■ Given information
## BEGIN
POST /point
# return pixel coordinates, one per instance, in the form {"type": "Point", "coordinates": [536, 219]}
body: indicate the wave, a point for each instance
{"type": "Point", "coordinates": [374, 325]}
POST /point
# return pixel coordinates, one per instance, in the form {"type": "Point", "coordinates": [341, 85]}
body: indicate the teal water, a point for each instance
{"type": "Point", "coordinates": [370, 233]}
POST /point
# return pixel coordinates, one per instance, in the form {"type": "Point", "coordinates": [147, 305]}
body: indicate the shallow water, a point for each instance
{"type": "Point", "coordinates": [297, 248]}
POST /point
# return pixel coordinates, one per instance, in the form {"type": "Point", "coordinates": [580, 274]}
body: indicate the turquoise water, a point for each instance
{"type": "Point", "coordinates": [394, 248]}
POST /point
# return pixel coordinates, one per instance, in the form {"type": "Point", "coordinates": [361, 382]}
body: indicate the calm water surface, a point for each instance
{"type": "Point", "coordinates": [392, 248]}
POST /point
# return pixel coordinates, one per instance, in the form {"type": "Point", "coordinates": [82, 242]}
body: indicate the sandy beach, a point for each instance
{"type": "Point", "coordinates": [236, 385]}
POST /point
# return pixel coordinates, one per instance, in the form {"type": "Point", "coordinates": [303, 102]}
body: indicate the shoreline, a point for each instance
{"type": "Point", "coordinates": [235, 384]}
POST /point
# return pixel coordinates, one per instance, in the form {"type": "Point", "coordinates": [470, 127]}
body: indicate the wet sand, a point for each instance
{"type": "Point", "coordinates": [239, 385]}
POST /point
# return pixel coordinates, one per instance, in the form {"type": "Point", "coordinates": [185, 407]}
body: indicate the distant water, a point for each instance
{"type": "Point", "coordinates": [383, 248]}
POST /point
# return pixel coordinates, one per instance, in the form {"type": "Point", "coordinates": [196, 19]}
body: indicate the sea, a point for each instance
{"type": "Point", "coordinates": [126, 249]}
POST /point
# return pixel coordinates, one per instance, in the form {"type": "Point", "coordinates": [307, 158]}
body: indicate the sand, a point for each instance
## END
■ Exercise prompt
Write the entire listing out again, word for word.

■ Full solution
POST /point
# return pixel coordinates, one per instance, in the form {"type": "Point", "coordinates": [536, 219]}
body: indicate the wave, a point for each instance
{"type": "Point", "coordinates": [374, 325]}
POST /point
# return pixel coordinates, one per instance, in the form {"type": "Point", "coordinates": [341, 85]}
body: indicate the teal water, a point for each instance
{"type": "Point", "coordinates": [370, 233]}
POST /point
# return pixel coordinates, one per instance, in the form {"type": "Point", "coordinates": [147, 305]}
body: indicate the shallow water, a point for each instance
{"type": "Point", "coordinates": [297, 248]}
POST /point
# return pixel coordinates, one per instance, in the form {"type": "Point", "coordinates": [580, 274]}
body: indicate the turquoise water, a point for each instance
{"type": "Point", "coordinates": [394, 248]}
POST /point
# return pixel coordinates, one per instance, in the form {"type": "Point", "coordinates": [361, 382]}
body: indicate the calm water surface, a point for each instance
{"type": "Point", "coordinates": [392, 248]}
POST /point
# return pixel coordinates, one per instance, in the form {"type": "Point", "coordinates": [82, 242]}
body: indicate the sandy beach, a point for each instance
{"type": "Point", "coordinates": [236, 385]}
POST /point
# return pixel coordinates, one per instance, in the form {"type": "Point", "coordinates": [303, 102]}
body: indicate the shoreline, a point for each instance
{"type": "Point", "coordinates": [235, 384]}
POST /point
# return pixel coordinates, one per instance, in the form {"type": "Point", "coordinates": [470, 127]}
body: indicate the wet sand, a point for each instance
{"type": "Point", "coordinates": [239, 385]}
POST /point
# return pixel coordinates, one per instance, in the form {"type": "Point", "coordinates": [185, 407]}
body: indicate the distant water, a point for each instance
{"type": "Point", "coordinates": [383, 248]}
POST /point
# return pixel coordinates, one per instance, in the form {"type": "Point", "coordinates": [196, 19]}
body: indicate the sea, a point for each instance
{"type": "Point", "coordinates": [126, 249]}
POST /point
# return pixel coordinates, one per instance, in the form {"type": "Point", "coordinates": [307, 158]}
body: indicate the sand, a point for each instance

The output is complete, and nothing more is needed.